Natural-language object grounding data
##############################
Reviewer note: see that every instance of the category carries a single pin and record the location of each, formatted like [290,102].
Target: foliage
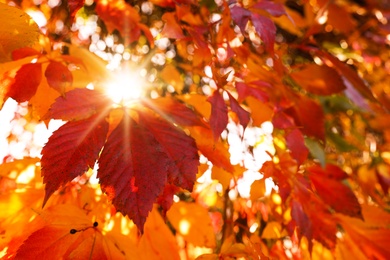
[261,129]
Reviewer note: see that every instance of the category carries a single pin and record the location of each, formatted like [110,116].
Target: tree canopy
[183,129]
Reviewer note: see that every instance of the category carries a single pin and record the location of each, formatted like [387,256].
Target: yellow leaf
[17,30]
[192,221]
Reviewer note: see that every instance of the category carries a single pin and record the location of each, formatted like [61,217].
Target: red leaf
[266,29]
[244,91]
[301,220]
[166,198]
[336,195]
[331,171]
[26,82]
[79,104]
[178,147]
[70,151]
[173,111]
[242,114]
[319,80]
[219,116]
[133,170]
[23,53]
[58,76]
[171,28]
[309,114]
[274,9]
[347,72]
[240,16]
[296,143]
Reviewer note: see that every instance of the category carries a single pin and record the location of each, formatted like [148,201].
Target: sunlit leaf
[79,104]
[70,151]
[193,223]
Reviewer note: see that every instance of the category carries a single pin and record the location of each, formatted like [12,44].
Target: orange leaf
[193,222]
[319,80]
[171,28]
[26,82]
[58,76]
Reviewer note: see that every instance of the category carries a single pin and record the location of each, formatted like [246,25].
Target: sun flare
[125,87]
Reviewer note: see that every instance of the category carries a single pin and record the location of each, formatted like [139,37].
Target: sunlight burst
[125,87]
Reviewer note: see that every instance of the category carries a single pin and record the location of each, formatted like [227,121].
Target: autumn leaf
[27,80]
[319,80]
[336,195]
[79,104]
[17,30]
[70,151]
[58,76]
[133,170]
[193,223]
[23,53]
[296,143]
[219,117]
[174,111]
[171,28]
[242,114]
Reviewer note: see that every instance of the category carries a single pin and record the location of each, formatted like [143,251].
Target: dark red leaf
[240,16]
[296,143]
[336,195]
[58,76]
[70,151]
[79,104]
[301,220]
[242,114]
[266,29]
[27,80]
[174,111]
[133,170]
[274,9]
[23,53]
[219,116]
[178,147]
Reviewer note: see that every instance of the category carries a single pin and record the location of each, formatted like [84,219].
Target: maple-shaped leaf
[319,80]
[79,104]
[26,83]
[178,147]
[242,114]
[336,195]
[24,52]
[58,76]
[266,29]
[71,150]
[173,111]
[219,114]
[133,169]
[296,143]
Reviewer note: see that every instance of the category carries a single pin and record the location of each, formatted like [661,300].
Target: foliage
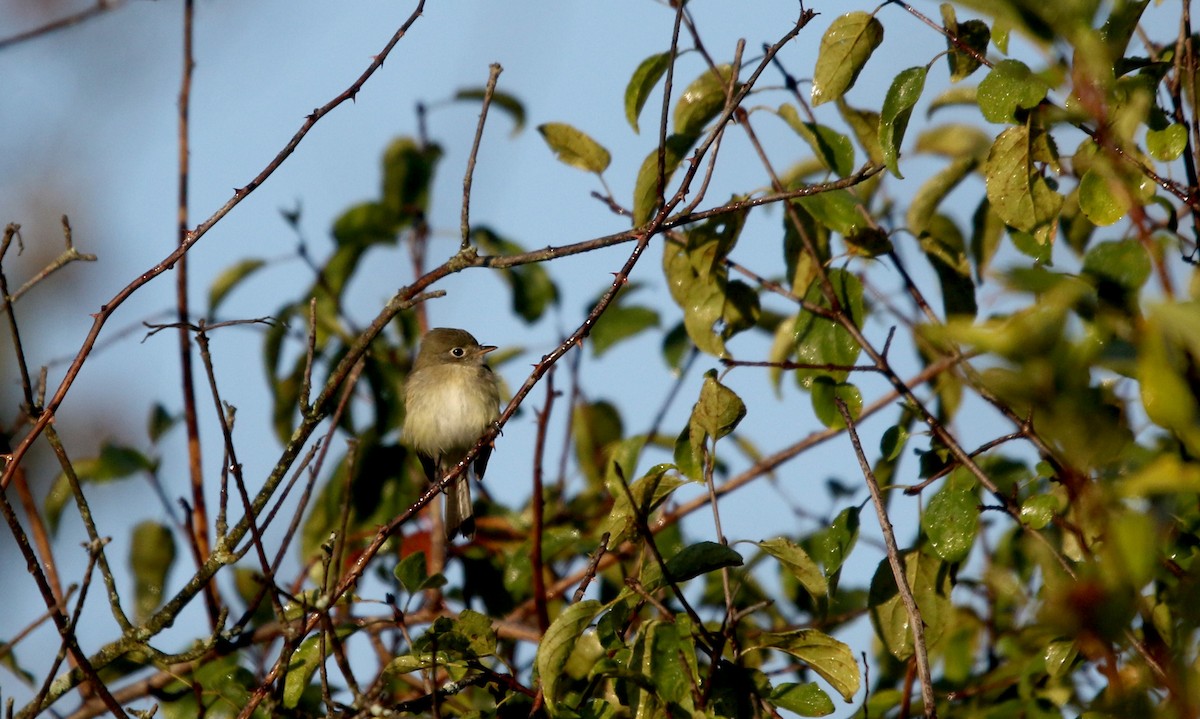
##############################
■ Exercise directions
Could the entries above be printed again exactly, apart from the pictures?

■ Expected answer
Reviewer note: see that every instance of the category carries a single pin and record the location of each, formatted like [290,102].
Target: foliage
[261,129]
Reviewer note: see that every instance of the category carries a single pin and record the location of each, formatted like [110,116].
Target: tree canopy
[183,129]
Reviewer note: see that every instance of the category carries a single pin and record the location of each, formatted like [387,256].
Target: yellow leaf
[17,30]
[192,221]
Reviewer note: see that every instance of the category carries a single pin and record the location of each, formatted like [61,217].
Target: red leaf
[266,29]
[244,91]
[301,220]
[166,198]
[336,195]
[331,171]
[26,82]
[79,104]
[178,147]
[70,151]
[173,111]
[242,114]
[319,80]
[219,116]
[133,170]
[23,53]
[58,76]
[171,28]
[309,114]
[274,9]
[347,72]
[240,16]
[296,143]
Reviewer note: see that every instance of the category carries a single pin and record the location of each, formatted like [148,201].
Target: sunlit leaf
[79,104]
[70,151]
[193,223]
Reviewer note: see that every instance of the category carries a single pin and record the location of each, formatted like [12,44].
Target: orange leaf
[193,222]
[319,80]
[171,28]
[26,82]
[58,76]
Reviewer note: see that every instance of the category carries a single pin and record the location of each, formatted like [246,25].
Target: sun flare
[125,87]
Reviewer note: see that every instance of the category carries a single pin and record the location of each, formatted like [139,37].
Target: sunlight burst
[125,87]
Reviewer note: see that every instance of the category carries a single pin and record the location of each, formatted like [227,121].
Target: autumn leaf
[27,80]
[319,80]
[336,195]
[79,104]
[17,30]
[70,151]
[58,76]
[133,170]
[193,223]
[23,53]
[296,143]
[219,117]
[174,111]
[171,28]
[242,114]
Reviewer note: see that every instance of the category carries a single pin and record the location of each, formatted like [143,251].
Target: dark red leaf
[240,16]
[296,143]
[336,195]
[58,76]
[70,151]
[79,104]
[301,220]
[242,114]
[266,29]
[27,80]
[174,111]
[133,170]
[274,9]
[23,53]
[219,116]
[178,147]
Reviewer note: see that every instance of the category carries a single pin and record the location of each, formatted like [84,219].
Target: maple-shaped leaf
[319,80]
[79,104]
[26,83]
[178,147]
[242,114]
[336,195]
[24,52]
[58,76]
[266,29]
[71,150]
[173,111]
[219,114]
[133,169]
[296,143]
Reviewer note: see that every instance of the category carries a single pin and record the location of each, formatted like [661,300].
Target: foliage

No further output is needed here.